_Labeled point records_:
.....

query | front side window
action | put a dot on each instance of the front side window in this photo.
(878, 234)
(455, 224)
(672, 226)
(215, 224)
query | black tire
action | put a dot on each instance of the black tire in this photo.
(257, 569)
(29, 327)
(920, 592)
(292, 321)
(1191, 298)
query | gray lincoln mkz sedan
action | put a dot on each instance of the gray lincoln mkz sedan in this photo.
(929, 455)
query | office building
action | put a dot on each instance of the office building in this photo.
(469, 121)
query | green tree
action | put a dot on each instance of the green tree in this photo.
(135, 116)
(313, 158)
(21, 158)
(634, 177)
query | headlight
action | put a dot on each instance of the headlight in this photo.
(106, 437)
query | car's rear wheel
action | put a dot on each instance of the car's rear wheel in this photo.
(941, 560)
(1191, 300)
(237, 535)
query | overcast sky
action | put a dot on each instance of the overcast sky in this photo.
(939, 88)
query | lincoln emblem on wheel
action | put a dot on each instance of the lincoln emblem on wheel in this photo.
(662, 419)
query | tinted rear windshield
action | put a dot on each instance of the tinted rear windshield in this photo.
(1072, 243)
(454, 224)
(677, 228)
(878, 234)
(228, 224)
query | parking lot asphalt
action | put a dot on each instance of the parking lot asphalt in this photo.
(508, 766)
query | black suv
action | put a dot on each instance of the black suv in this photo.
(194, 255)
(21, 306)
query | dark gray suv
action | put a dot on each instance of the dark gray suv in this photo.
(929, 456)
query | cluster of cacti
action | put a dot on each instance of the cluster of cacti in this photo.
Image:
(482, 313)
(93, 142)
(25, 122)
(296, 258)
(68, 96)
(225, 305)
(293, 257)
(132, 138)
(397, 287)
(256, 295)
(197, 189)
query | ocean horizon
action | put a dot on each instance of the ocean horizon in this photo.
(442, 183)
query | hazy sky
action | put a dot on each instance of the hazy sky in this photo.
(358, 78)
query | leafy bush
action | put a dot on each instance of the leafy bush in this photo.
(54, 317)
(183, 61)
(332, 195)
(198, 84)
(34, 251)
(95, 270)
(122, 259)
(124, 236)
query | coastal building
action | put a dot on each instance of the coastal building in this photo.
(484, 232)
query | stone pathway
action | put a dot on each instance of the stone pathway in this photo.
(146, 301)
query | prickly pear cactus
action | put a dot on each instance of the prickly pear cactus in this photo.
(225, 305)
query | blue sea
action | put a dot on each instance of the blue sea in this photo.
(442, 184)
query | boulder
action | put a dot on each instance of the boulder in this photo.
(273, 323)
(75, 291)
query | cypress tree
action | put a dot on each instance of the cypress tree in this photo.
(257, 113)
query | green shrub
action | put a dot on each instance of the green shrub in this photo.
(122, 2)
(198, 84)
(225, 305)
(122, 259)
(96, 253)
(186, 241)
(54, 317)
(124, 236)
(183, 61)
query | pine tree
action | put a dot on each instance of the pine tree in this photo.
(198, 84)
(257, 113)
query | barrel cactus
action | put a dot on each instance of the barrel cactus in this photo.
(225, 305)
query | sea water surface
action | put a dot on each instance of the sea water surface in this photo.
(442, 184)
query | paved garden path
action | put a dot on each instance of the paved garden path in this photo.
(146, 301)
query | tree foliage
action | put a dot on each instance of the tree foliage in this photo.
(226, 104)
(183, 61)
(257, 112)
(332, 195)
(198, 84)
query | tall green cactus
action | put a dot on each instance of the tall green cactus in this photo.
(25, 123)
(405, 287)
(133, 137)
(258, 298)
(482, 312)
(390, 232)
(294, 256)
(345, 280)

.....

Reproduce the listing from its start up to and including the line with "(1191, 298)", keeping the requests, and multiply every coordinate in the answers by 1.75. Round each result to a whole number, with halves rounded up.

_Response for this exercise_:
query | front side window
action | put a dot on each instance of the front side window in this photo.
(1537, 410)
(796, 392)
(1176, 396)
(376, 392)
query | black tire
action | put a dot on each instance of the black tire in this photo.
(450, 996)
(51, 572)
(1610, 1036)
(511, 562)
(2084, 522)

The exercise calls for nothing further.